→ **Tarefa**
Reproduza o trecho do relato sobre a morte do pai de Anduela que começa com as palavras "Depois, à medida" e termina com "por paragem cardíaca.", trocando "hospital" por "sanatório".

====== Texto de origem

Depois, à medida que o tempo passa, a sala, o patamar, as escadas do hospital, enchem-se de amigos: universitários, adultos, liceus. «Desde aquele momento nunca mais estive sozinha». De tal maneira que os enfermeiros e médicos ficaram intrigados com esta “estranha” família albanesa. E assim foi por dois dias, até à morte do pai por paragem cardíaca.
A dor é enorme, mas com aqueles amigos ao lado é-lhe claro que existe qualquer coisa de maior, que vence e faz viver. Assim naquela tarde telefonou à Marina: «Eu quero rezar um rosário com todos por ele. Vocês são o meu ponto seguro». No dia seguinte, a praça em frente à igreja dos Emilianos está a abarrotar. Anduela chega acompanhada por três primos. A mãe e o irmão mais novo ficaram em casa. Estavam lá todos: a Marina, o Padre Beppe com alguns amigos da Gs, vindos de propósito das férias, os jovens do CLU, as famílias. «Senti-me querida e esperada». Entre os seus parentes está também o primo do dia da tragédia, que aproximando-se do marido da Marina diz: «Nunca tinha visto pessoas que gostassem tanto umas das outras. E até hoje nunca tinha entrado numa igreja, mas nunca tinha visto uma coisa tão bonita. Filmei tudo, quero mostrar esta beleza na Albânia».

============
====== Material fornecido

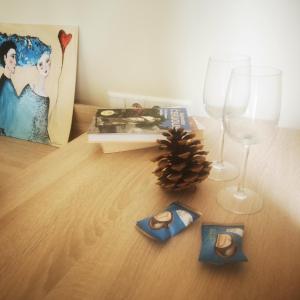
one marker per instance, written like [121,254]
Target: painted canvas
[37,81]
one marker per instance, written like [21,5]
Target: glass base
[223,171]
[246,202]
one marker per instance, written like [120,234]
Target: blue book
[136,124]
[164,225]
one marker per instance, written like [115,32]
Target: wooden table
[67,228]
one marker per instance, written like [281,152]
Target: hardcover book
[135,124]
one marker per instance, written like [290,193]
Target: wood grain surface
[67,227]
[16,155]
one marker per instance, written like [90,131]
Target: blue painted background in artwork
[29,49]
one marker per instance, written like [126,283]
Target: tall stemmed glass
[250,116]
[216,82]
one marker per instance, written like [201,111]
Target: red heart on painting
[64,39]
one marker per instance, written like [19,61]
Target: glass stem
[221,145]
[241,183]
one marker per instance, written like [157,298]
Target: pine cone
[183,163]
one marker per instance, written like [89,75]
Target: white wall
[161,47]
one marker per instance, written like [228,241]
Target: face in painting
[10,61]
[44,64]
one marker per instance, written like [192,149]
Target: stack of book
[134,128]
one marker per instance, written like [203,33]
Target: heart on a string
[64,39]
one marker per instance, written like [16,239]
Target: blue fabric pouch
[162,226]
[222,244]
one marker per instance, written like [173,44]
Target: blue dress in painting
[8,103]
[31,120]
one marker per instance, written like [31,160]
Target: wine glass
[216,82]
[250,116]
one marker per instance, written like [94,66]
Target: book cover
[136,124]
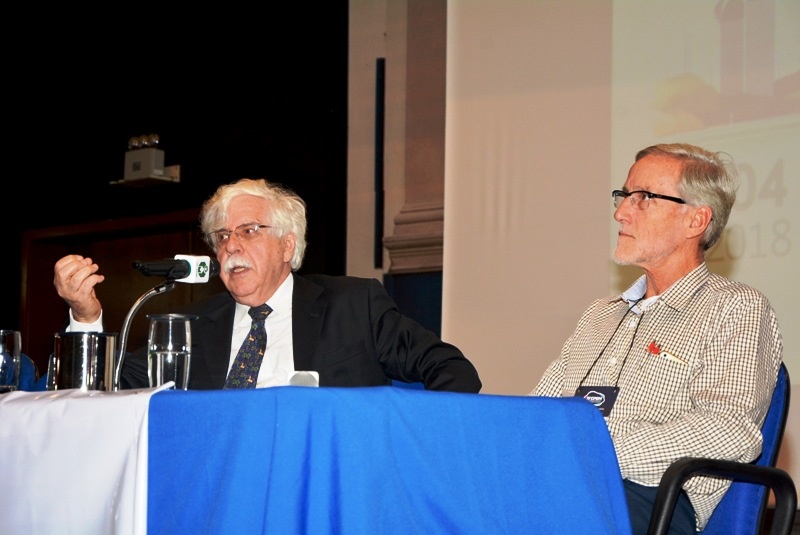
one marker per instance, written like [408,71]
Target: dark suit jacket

============

→ **Problema resolvido**
Depois, à medida que o tempo passa, a sala, o patamar, as escadas do sanatório, enchem-se de amigos: universitários, adultos, liceus. «Desde aquele momento nunca mais estive sozinha». De tal maneira que os enfermeiros e médicos ficaram intrigados com esta “estranha” família albanesa. E assim foi por dois dias, até à morte do pai por paragem cardíaca.